• _READING PASSAGE_
A post for Camie

Tight Buns for Hot Jeans Contest Recipe of the Week

I’m still working on my fitness and I should have new results for you soon. I still feel great, even though our wedding is now 2 months away and is stressing me out and I’ve had a couple of really trying days at work. During these times I find that my body (and mind) feels so much better if I get into the gym. Funny how that works, eh?

Anyway, my amazing trainer Camie, started a contest for her clients and it’s based on results in the gym and tasks that she gives us weekly. This week’s task is to share a favorite recipe.

So, in hopes that I will be a contender in Camie’s Hot Jeans Contest, here’s my favorite fish taco recipe:

A couple of filets of a mild white fish (if you’re in the money go with Halibut, if not Cod or Tilapia will work just fine)
Cumin
Cayenne Pepper
Garlic Powder
Salt
Pepper
1 Mango
1/4 cup white wine vinegar
1 Red Pepper (diced)

• _ENTRIES PROVIDED_

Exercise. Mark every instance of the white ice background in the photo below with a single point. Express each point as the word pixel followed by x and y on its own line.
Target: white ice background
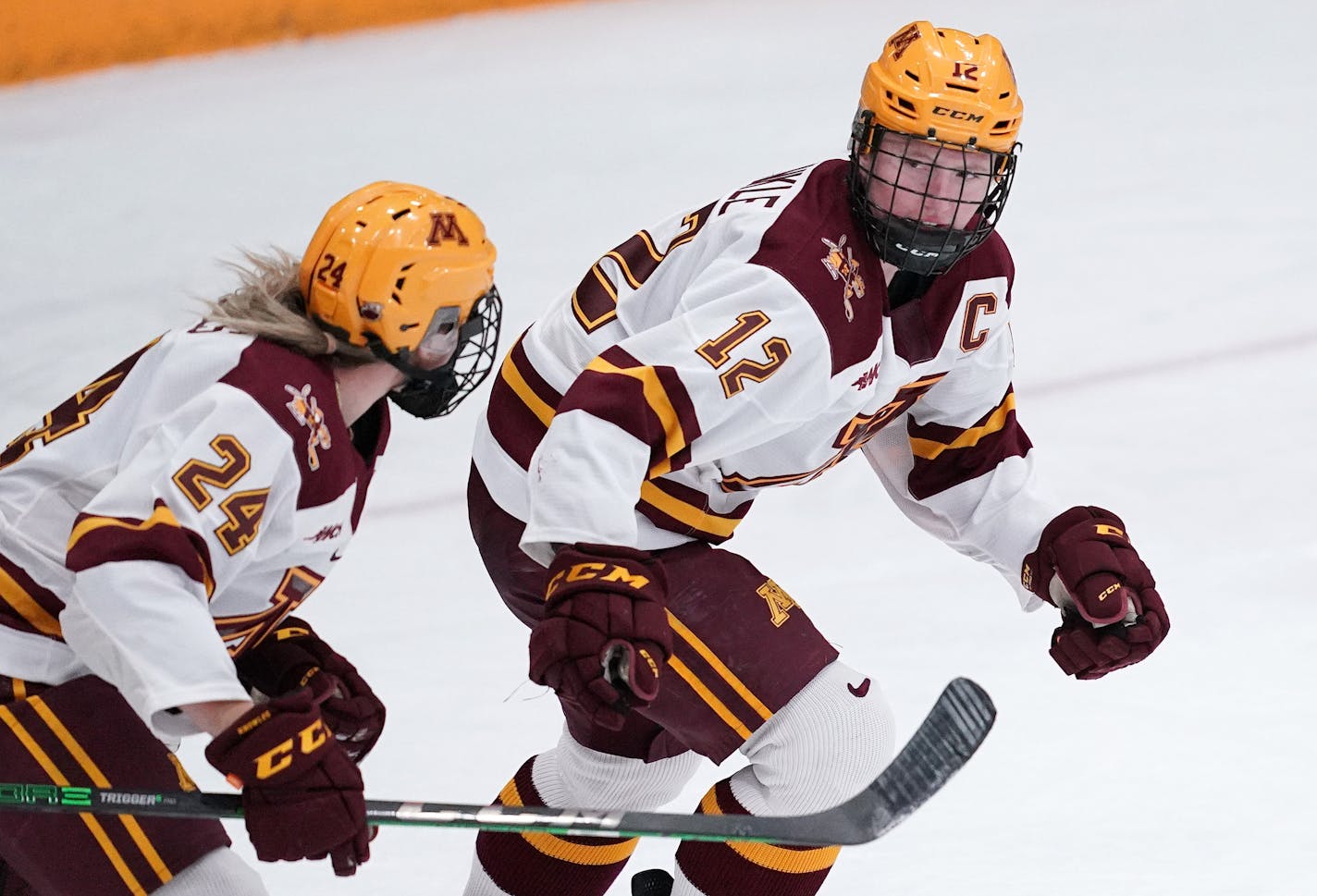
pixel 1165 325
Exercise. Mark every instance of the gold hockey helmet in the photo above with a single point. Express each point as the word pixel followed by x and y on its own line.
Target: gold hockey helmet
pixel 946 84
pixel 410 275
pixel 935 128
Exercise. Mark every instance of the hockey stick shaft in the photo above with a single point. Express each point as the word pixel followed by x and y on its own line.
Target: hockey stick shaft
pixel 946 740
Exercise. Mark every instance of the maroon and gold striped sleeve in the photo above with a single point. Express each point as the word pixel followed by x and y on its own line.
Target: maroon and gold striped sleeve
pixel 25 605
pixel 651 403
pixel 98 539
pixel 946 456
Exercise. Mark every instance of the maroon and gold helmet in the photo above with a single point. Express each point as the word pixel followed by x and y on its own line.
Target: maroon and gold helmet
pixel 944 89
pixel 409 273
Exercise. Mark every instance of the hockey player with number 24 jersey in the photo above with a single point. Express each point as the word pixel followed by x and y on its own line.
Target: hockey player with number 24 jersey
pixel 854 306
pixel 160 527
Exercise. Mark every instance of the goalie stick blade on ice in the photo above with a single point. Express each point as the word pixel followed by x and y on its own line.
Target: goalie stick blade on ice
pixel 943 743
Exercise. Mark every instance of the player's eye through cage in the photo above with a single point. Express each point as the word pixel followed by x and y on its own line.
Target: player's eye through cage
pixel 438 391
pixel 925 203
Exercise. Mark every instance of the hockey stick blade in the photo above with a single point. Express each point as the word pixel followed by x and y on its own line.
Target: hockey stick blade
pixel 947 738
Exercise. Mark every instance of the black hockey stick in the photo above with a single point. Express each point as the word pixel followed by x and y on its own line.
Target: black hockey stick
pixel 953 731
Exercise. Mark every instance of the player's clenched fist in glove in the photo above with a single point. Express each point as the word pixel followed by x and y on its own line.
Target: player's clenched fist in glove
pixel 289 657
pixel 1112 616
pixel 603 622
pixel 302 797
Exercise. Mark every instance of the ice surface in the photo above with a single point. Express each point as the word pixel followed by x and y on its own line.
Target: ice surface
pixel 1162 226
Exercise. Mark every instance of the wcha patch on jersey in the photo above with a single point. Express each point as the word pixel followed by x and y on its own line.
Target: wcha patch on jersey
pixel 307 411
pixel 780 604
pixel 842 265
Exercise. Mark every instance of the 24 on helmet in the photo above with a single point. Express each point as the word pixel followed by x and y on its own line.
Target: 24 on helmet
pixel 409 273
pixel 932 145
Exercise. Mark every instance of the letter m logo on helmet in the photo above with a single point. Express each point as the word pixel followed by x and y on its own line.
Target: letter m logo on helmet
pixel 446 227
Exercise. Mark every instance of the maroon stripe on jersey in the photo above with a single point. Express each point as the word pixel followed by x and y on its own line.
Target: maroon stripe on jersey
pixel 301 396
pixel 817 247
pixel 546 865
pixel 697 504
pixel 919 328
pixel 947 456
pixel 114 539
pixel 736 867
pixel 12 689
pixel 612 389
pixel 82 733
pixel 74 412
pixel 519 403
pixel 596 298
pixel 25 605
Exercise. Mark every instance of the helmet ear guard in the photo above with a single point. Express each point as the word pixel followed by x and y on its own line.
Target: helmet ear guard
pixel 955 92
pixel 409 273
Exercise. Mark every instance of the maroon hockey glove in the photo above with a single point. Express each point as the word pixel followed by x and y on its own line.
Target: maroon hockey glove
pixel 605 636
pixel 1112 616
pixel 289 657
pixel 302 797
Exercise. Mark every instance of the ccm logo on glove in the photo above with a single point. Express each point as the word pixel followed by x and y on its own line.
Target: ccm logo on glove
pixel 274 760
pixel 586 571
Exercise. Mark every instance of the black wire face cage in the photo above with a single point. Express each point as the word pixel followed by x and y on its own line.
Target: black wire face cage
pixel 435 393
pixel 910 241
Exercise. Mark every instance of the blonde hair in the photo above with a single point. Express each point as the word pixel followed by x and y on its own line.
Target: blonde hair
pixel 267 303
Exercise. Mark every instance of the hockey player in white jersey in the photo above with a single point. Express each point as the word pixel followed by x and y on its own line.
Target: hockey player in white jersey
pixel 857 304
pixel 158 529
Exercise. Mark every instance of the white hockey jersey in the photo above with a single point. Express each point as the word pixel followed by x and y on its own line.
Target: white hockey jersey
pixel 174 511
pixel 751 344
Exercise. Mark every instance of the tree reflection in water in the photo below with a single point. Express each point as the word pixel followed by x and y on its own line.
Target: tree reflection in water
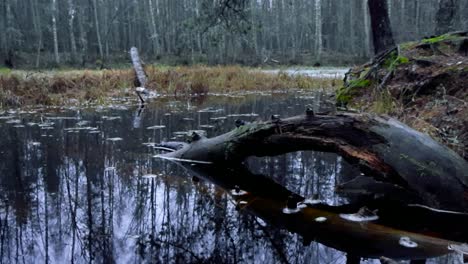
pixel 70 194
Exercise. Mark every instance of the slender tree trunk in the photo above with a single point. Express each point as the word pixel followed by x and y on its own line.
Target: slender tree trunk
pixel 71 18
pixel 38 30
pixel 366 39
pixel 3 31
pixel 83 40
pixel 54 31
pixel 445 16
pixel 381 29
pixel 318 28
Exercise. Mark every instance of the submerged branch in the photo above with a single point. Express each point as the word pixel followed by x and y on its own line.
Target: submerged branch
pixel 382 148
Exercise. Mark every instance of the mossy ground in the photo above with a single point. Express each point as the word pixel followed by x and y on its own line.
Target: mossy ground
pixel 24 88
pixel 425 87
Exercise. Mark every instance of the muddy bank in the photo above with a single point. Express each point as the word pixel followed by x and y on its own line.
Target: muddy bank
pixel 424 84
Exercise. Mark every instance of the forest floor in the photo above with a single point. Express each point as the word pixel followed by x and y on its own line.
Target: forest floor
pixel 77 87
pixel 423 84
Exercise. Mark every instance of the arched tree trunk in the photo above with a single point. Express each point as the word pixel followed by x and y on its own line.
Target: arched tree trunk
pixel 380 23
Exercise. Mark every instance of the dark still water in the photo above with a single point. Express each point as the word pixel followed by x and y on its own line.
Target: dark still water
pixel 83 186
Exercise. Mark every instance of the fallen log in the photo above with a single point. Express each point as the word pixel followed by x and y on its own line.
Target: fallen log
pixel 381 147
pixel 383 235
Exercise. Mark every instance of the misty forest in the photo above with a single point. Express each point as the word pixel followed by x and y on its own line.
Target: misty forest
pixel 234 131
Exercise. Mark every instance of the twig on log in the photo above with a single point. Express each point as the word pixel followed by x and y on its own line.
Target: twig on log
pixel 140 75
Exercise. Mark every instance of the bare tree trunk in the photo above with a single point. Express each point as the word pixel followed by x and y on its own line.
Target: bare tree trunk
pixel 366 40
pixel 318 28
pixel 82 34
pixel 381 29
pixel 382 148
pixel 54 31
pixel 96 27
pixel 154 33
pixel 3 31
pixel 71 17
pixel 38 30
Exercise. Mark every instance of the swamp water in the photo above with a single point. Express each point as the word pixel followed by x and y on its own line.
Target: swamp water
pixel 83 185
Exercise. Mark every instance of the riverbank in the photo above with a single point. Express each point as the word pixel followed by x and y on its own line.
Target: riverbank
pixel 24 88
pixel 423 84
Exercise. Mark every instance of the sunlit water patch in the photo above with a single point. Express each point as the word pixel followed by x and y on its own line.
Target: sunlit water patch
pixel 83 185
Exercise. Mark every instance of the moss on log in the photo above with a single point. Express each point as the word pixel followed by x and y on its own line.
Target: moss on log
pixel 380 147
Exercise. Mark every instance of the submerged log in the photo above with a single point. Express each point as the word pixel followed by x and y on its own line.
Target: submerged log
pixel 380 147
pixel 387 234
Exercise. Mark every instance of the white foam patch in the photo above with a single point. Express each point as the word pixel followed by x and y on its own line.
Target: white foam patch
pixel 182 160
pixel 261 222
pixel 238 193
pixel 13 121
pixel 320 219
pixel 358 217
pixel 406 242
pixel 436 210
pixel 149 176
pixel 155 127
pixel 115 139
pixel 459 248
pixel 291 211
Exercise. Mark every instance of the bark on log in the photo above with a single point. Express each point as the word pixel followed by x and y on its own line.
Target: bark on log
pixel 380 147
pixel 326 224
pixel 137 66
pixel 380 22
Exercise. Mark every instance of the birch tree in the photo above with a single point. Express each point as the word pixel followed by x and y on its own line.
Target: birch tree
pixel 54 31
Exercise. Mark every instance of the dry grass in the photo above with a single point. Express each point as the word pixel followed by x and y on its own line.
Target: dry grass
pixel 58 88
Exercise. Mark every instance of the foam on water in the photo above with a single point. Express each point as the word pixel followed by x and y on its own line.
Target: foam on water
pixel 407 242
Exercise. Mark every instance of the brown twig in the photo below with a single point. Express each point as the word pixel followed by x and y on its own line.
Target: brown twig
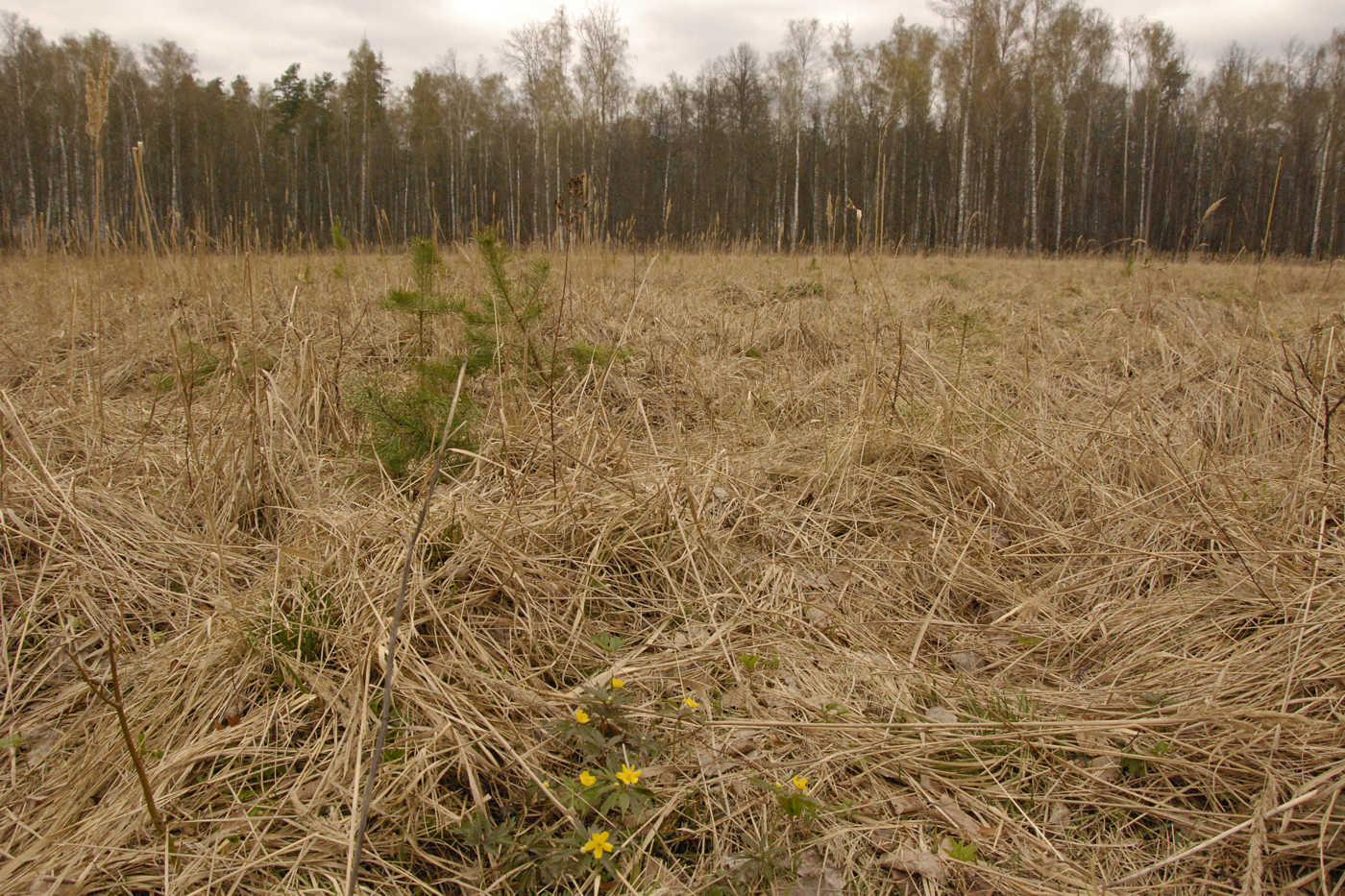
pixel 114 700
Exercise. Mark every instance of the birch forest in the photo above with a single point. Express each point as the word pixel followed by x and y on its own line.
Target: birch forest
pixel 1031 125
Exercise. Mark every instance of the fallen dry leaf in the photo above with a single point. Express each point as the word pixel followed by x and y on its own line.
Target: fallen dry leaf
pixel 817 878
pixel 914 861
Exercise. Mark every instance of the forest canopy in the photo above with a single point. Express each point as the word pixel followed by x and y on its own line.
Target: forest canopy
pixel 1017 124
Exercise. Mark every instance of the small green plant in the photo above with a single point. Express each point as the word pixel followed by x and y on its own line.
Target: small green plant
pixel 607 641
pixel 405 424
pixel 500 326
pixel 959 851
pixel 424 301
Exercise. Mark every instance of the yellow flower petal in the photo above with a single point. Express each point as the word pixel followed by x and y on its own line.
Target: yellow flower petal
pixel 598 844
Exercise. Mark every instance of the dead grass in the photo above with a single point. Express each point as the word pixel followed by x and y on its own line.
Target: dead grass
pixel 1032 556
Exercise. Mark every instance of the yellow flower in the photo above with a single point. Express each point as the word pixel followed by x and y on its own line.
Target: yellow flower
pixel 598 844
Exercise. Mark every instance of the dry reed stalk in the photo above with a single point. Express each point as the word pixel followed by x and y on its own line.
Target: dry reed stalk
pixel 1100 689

• _GIVEN EXERCISE_
In the fitness post, rewrite the stretch from "Tight Buns for" through "a favorite recipe.", replacing "gym" with "fitness center" each time it appears.

• _RESPONSE BELOW_
Tight Buns for Hot Jeans Contest Recipe of the Week

I’m still working on my fitness and I should have new results for you soon. I still feel great, even though our wedding is now 2 months away and is stressing me out and I’ve had a couple of really trying days at work. During these times I find that my body (and mind) feels so much better if I get into the fitness center. Funny how that works, eh?

Anyway, my amazing trainer Camie, started a contest for her clients and it’s based on results in the fitness center and tasks that she gives us weekly. This week’s task is to share a favorite recipe.